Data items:

▬▬▬▬▬▬

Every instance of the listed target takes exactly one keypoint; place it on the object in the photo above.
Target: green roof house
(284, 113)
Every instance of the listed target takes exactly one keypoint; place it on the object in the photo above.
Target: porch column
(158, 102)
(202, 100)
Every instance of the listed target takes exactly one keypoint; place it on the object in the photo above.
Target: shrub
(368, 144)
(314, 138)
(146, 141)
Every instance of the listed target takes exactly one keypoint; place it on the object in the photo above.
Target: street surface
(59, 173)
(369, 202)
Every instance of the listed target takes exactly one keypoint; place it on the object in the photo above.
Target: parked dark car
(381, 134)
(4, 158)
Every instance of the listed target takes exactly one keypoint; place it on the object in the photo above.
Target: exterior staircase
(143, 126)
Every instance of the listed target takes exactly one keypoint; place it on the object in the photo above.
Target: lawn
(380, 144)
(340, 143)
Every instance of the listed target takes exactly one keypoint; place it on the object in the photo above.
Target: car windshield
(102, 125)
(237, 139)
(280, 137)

▬▬▬▬▬▬

• WHAT THE EXERCISE ASKS:
All of the lines above are to be restated word for word.

• PROBLEM SOLUTION:
Every instance of the listed target takes exactly one keypoint; place it on the object in the photo above.
Target: green roof house
(284, 113)
Every instance of the listed target takes exactly one keypoint; place it on the object in the photo above.
Target: porch column
(158, 102)
(202, 100)
Every instance of the listed target takes exactly one keypoint; place it on the object in the photo above.
Target: shrub
(368, 144)
(314, 138)
(146, 141)
Every instance of the listed target takes exactly one keypoint; place it on the object in the photo above.
Target: street surface
(59, 173)
(369, 202)
Every instance of the listed target takes exactly one keypoint; place it on the object in the photo above.
Target: parked dark car
(381, 134)
(4, 158)
Every instance of the listed target takes exactly one keypoint; place it on the object in the photo above.
Target: exterior staircase
(143, 126)
Every instance of the listed target takes exactly one keypoint; place it on the object in the photo above.
Target: lawn
(380, 144)
(340, 143)
Every instance of the listed target takes exactly one keypoint; place it on the object in the photo above.
Target: car windshield
(102, 125)
(237, 139)
(280, 137)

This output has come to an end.